Short exercise
Reproduce every item below word for word, omitting the pictures.

Given data
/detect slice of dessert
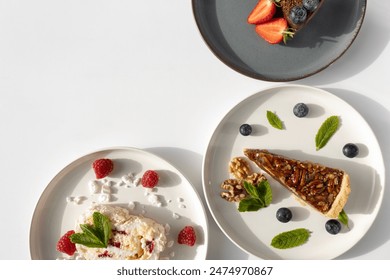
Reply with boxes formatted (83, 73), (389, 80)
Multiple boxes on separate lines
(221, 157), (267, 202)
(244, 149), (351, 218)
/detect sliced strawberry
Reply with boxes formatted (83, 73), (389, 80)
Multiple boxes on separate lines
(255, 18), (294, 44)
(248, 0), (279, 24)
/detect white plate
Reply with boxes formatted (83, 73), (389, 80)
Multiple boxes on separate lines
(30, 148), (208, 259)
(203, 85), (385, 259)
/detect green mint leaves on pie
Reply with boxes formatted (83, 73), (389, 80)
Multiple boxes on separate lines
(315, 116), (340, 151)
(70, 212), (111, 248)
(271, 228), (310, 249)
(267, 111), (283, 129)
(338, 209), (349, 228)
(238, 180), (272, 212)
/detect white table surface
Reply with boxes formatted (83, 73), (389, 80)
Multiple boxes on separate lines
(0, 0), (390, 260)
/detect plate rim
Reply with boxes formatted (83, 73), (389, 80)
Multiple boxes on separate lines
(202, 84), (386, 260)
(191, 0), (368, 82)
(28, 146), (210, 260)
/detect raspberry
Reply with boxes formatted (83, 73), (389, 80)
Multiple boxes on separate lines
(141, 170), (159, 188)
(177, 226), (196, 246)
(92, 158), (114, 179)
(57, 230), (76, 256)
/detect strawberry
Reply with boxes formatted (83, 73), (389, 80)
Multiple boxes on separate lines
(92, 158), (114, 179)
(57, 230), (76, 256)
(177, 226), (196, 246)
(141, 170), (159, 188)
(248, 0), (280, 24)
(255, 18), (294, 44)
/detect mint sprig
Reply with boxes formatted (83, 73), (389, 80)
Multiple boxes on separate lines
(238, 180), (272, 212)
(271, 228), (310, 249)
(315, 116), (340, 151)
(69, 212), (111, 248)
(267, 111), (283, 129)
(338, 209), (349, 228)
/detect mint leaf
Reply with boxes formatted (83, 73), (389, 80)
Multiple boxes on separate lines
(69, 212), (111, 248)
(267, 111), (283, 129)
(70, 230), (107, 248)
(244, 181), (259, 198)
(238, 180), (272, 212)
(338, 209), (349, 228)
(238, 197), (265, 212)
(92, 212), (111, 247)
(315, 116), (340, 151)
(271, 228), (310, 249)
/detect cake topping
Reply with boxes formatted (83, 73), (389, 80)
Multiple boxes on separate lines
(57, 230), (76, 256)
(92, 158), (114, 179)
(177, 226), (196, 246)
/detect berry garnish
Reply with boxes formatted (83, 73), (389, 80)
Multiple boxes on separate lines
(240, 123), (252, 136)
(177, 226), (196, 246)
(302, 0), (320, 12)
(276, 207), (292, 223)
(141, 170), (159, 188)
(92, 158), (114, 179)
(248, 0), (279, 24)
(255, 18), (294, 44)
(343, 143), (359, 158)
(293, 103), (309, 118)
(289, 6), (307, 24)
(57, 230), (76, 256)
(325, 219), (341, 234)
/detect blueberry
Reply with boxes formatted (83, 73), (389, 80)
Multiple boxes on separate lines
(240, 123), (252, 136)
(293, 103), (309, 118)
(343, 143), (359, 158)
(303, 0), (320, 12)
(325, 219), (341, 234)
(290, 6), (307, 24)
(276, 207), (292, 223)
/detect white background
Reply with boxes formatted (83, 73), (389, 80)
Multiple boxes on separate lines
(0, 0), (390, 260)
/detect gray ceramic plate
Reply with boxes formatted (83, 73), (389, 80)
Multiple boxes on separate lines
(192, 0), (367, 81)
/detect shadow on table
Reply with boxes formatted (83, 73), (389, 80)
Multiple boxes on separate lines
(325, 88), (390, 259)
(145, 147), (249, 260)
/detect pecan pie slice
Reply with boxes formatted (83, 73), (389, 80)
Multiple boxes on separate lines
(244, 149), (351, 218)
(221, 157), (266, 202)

The reply
/detect slice of dessert
Reply with boxes formatted (83, 73), (389, 80)
Multiple boxes on separate lines
(221, 157), (267, 202)
(244, 149), (351, 218)
/detect sliced strawberry
Reply with boxes formatted (83, 73), (389, 80)
Multiple boxes on separate lines
(255, 18), (294, 44)
(248, 0), (279, 24)
/detect white plate
Reply with boxes formatted (83, 73), (389, 80)
Multiple boxes on separate lines
(30, 148), (208, 259)
(203, 85), (385, 259)
/detect green mint leaves on pie
Reply with boxes formatted (83, 73), (389, 80)
Multiple boxes on separate lines
(315, 116), (340, 151)
(70, 212), (111, 248)
(271, 228), (310, 249)
(267, 111), (283, 129)
(338, 209), (349, 228)
(238, 180), (272, 212)
/detect white table surface
Reply with boxes formatted (83, 73), (389, 80)
Multiple boxes on separate lines
(0, 0), (390, 260)
/detect plate rim
Reply with boxes formatted (83, 73), (389, 80)
Multiple boxes on separate lines
(202, 84), (386, 260)
(191, 0), (368, 82)
(28, 146), (210, 260)
/detect raspberry
Reply with boxes formatted (83, 73), (389, 80)
Multiple boxes on separate lines
(141, 170), (159, 188)
(177, 226), (196, 246)
(92, 158), (114, 179)
(57, 230), (76, 256)
/detect strawberry
Reply with boxes formatted (83, 73), (389, 80)
Multiple boxes on separate lines
(92, 158), (114, 179)
(57, 230), (76, 256)
(177, 226), (196, 246)
(141, 170), (159, 188)
(248, 0), (280, 24)
(255, 18), (294, 44)
/detect mint sprig
Reply with boxes formatted (83, 73), (389, 80)
Multiple boxes on separate lines
(238, 180), (272, 212)
(271, 228), (310, 249)
(315, 116), (340, 151)
(69, 212), (111, 248)
(267, 111), (283, 129)
(338, 209), (349, 228)
/detect mint leaf
Reply with boxes formatted (83, 73), (389, 80)
Multiple boxes on separate lines
(69, 212), (111, 248)
(267, 111), (283, 129)
(70, 230), (107, 248)
(244, 181), (259, 198)
(238, 180), (272, 212)
(338, 209), (349, 228)
(238, 197), (265, 212)
(92, 212), (111, 247)
(315, 116), (340, 151)
(271, 228), (310, 249)
/detect cake topping
Reply with boxes formatted (83, 73), (389, 80)
Multiple boxes on separate lines
(57, 230), (76, 256)
(92, 158), (114, 179)
(177, 226), (196, 246)
/detect berry garnish
Reply with boxes formatted (83, 73), (389, 80)
Multiple boxes on separate lines
(240, 123), (252, 136)
(177, 226), (196, 246)
(302, 0), (320, 12)
(276, 207), (292, 223)
(141, 170), (159, 188)
(92, 158), (114, 179)
(248, 0), (279, 24)
(255, 18), (294, 44)
(343, 143), (359, 158)
(293, 103), (309, 118)
(289, 6), (307, 24)
(57, 230), (76, 256)
(325, 219), (341, 234)
/detect blueberry
Reply with boxes formatted (83, 73), (389, 80)
Multiple boxes on separate lines
(240, 123), (252, 136)
(293, 103), (309, 118)
(343, 143), (359, 158)
(303, 0), (320, 12)
(325, 219), (341, 234)
(290, 6), (307, 24)
(276, 207), (292, 223)
/detect white background
Reply with boxes formatted (83, 73), (389, 80)
Multiple boxes on separate lines
(0, 0), (390, 260)
/detect gray ceramic plate
Reply with boxes formatted (83, 73), (389, 80)
Multiple boxes on separate lines
(192, 0), (367, 81)
/detect shadow on table
Reply with boxes formatted (83, 73), (389, 80)
Multiple boxes on separate lines
(325, 88), (390, 259)
(145, 147), (249, 260)
/detect pecan pie slice
Reply with boxes formatted (83, 73), (389, 80)
Multiple boxes on separate lines
(244, 149), (351, 218)
(221, 157), (266, 202)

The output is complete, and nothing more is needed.